:: Directions ::
How many of the lines below hold the word "tower"? Answer only with the number.

────────────────────────────────────────

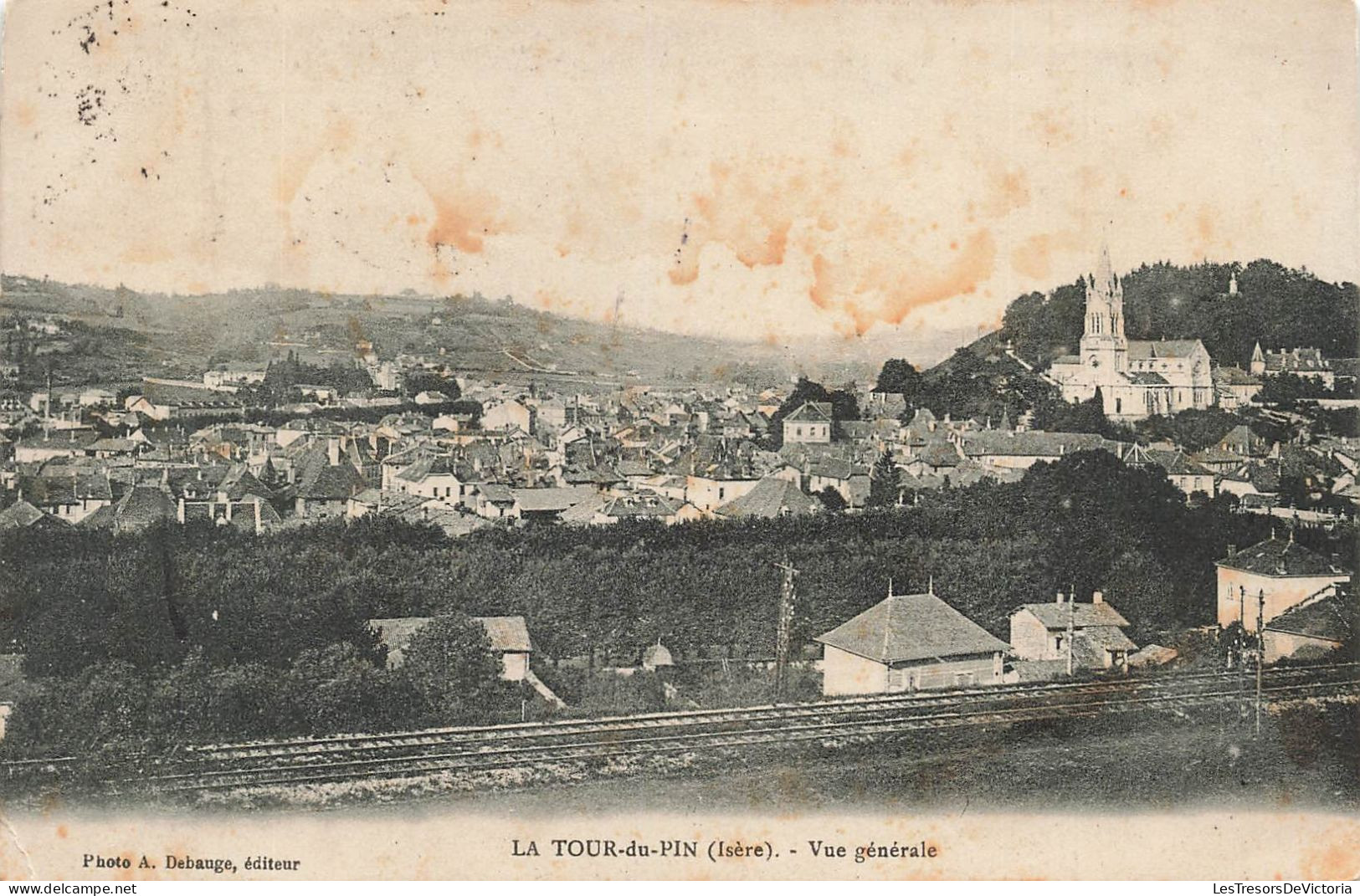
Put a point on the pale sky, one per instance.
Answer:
(765, 170)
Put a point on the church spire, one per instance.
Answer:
(1105, 272)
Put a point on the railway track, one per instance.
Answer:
(489, 748)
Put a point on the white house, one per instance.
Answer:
(809, 424)
(507, 415)
(1092, 632)
(909, 642)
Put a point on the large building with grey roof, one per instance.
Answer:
(1136, 378)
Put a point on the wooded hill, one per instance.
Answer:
(1275, 305)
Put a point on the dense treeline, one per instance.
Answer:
(82, 597)
(185, 634)
(1275, 305)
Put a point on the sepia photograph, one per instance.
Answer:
(506, 439)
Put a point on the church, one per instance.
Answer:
(1136, 378)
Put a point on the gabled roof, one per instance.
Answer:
(507, 634)
(641, 506)
(1031, 443)
(1163, 348)
(19, 515)
(551, 499)
(1281, 558)
(811, 412)
(911, 627)
(768, 499)
(426, 468)
(1174, 463)
(1331, 617)
(1055, 617)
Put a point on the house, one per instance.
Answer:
(1235, 387)
(1091, 634)
(162, 400)
(1022, 450)
(430, 478)
(48, 446)
(1255, 478)
(71, 497)
(909, 642)
(839, 475)
(772, 497)
(809, 424)
(507, 415)
(326, 482)
(1135, 378)
(1314, 627)
(509, 637)
(1269, 578)
(1181, 471)
(234, 374)
(645, 506)
(1244, 442)
(22, 515)
(430, 396)
(1306, 363)
(711, 491)
(547, 504)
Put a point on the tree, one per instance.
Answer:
(885, 482)
(833, 499)
(450, 667)
(898, 376)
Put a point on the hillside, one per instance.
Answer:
(1276, 305)
(185, 332)
(181, 333)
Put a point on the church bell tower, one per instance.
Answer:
(1103, 344)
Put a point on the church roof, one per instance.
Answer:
(1163, 348)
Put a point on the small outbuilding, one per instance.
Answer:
(509, 638)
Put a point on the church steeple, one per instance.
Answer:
(1103, 341)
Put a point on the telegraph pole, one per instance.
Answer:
(1261, 649)
(783, 628)
(1072, 612)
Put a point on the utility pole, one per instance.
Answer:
(1242, 649)
(1261, 649)
(1072, 623)
(783, 628)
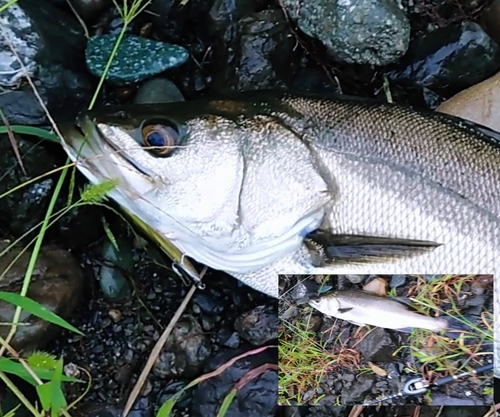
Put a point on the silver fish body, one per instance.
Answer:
(254, 174)
(362, 308)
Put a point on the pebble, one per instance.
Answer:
(185, 351)
(479, 103)
(259, 325)
(57, 283)
(114, 285)
(137, 58)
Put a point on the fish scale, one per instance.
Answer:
(258, 171)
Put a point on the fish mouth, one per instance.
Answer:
(92, 147)
(99, 159)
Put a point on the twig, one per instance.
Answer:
(157, 349)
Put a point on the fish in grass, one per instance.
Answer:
(364, 308)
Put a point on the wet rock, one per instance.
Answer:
(258, 397)
(454, 57)
(24, 208)
(314, 80)
(158, 90)
(209, 302)
(259, 325)
(479, 103)
(173, 389)
(490, 16)
(254, 53)
(356, 392)
(53, 57)
(57, 284)
(90, 9)
(397, 280)
(114, 285)
(226, 12)
(377, 346)
(137, 58)
(373, 32)
(185, 352)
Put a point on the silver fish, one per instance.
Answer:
(240, 183)
(362, 308)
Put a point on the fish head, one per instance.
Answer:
(214, 177)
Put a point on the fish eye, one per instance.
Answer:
(160, 138)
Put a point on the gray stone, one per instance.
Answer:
(185, 351)
(136, 59)
(363, 31)
(57, 284)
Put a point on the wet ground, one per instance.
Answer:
(342, 363)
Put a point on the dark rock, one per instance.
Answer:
(136, 59)
(377, 346)
(226, 12)
(373, 32)
(25, 207)
(258, 397)
(356, 393)
(57, 284)
(454, 57)
(314, 80)
(209, 302)
(53, 56)
(173, 389)
(90, 9)
(259, 325)
(185, 351)
(256, 52)
(490, 16)
(114, 285)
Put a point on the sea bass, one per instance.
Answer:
(267, 182)
(362, 308)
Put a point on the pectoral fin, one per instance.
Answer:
(360, 248)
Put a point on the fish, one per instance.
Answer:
(275, 182)
(364, 308)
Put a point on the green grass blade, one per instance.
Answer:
(10, 366)
(37, 309)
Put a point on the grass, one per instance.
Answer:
(307, 358)
(42, 370)
(50, 394)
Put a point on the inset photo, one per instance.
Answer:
(386, 340)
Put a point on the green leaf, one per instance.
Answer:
(226, 403)
(37, 309)
(12, 367)
(33, 131)
(51, 394)
(167, 407)
(42, 360)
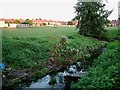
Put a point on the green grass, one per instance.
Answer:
(113, 33)
(32, 46)
(24, 48)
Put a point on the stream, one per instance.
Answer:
(59, 76)
(61, 83)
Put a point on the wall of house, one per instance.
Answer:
(2, 23)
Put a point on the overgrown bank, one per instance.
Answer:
(104, 72)
(25, 58)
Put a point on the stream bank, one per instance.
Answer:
(58, 73)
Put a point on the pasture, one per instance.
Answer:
(31, 48)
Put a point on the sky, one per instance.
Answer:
(46, 9)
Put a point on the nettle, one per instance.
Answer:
(64, 51)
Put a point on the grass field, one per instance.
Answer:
(24, 48)
(32, 43)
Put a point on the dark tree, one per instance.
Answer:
(92, 17)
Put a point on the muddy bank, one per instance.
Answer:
(20, 77)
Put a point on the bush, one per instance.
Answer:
(104, 72)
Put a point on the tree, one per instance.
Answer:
(92, 17)
(69, 23)
(27, 21)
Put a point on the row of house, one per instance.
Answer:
(35, 23)
(12, 23)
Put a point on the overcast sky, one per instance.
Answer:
(46, 9)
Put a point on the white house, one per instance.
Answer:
(2, 24)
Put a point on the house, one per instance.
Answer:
(8, 23)
(114, 23)
(2, 24)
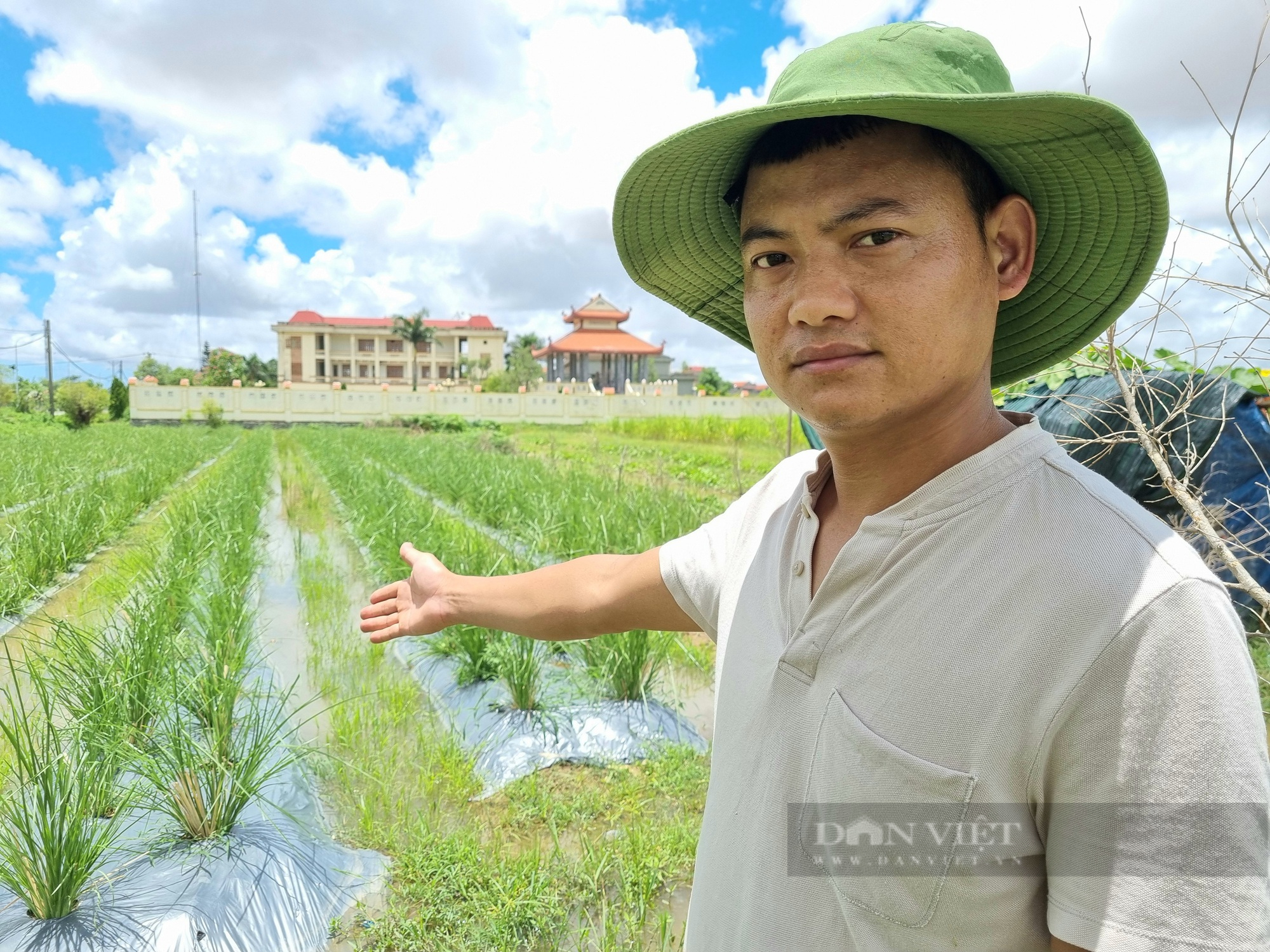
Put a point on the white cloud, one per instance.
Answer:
(13, 300)
(30, 192)
(524, 116)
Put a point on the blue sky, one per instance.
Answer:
(312, 129)
(87, 143)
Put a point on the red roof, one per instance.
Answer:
(476, 322)
(598, 309)
(600, 342)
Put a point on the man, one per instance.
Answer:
(942, 618)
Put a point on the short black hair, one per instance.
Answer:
(789, 142)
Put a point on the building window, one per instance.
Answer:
(298, 370)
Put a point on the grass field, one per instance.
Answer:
(138, 666)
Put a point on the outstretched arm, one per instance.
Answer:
(589, 596)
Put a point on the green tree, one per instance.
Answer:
(713, 383)
(257, 371)
(150, 367)
(82, 402)
(415, 331)
(119, 399)
(525, 342)
(523, 369)
(224, 367)
(162, 373)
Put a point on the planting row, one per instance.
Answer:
(568, 859)
(50, 534)
(559, 512)
(156, 711)
(37, 463)
(384, 512)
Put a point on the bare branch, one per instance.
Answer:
(1089, 53)
(1177, 488)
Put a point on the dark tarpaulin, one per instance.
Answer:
(1222, 427)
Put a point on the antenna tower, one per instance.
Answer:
(199, 304)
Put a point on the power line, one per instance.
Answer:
(72, 362)
(199, 304)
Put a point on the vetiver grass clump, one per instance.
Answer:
(53, 842)
(627, 666)
(59, 530)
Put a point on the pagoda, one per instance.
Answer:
(599, 350)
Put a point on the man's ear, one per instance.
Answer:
(1010, 230)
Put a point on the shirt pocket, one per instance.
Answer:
(867, 791)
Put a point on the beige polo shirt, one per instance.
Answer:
(1019, 705)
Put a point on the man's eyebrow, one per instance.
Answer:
(763, 233)
(864, 210)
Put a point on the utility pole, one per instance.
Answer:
(199, 304)
(49, 364)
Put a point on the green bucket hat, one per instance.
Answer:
(1100, 199)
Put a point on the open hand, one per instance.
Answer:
(413, 606)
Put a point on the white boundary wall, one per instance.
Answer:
(150, 403)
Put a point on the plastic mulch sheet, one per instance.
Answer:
(571, 729)
(274, 884)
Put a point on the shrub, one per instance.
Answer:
(441, 423)
(214, 413)
(119, 399)
(82, 403)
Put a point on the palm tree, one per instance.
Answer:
(415, 331)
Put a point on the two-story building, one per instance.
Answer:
(314, 348)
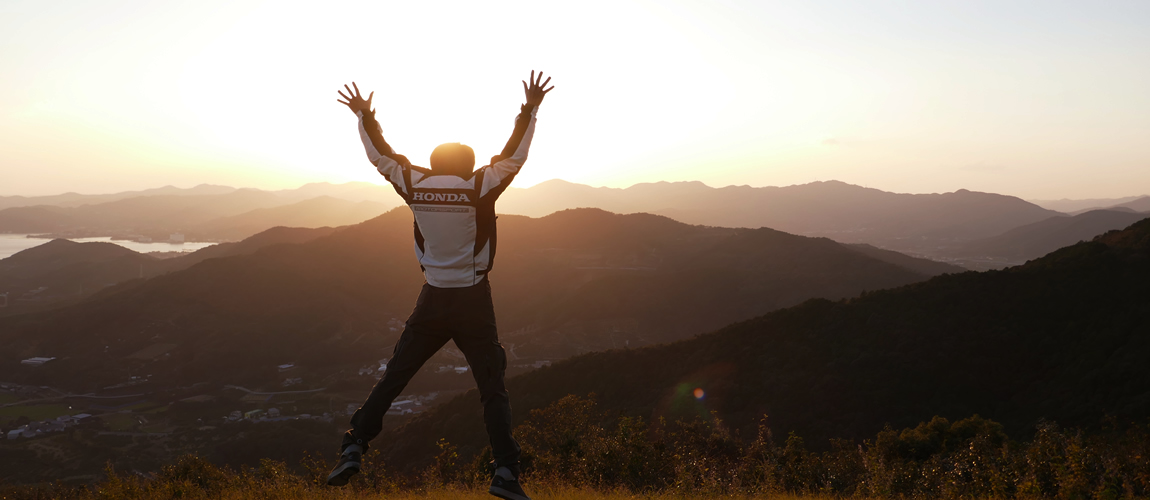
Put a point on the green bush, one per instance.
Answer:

────────────────────────────────────────

:: Solution ::
2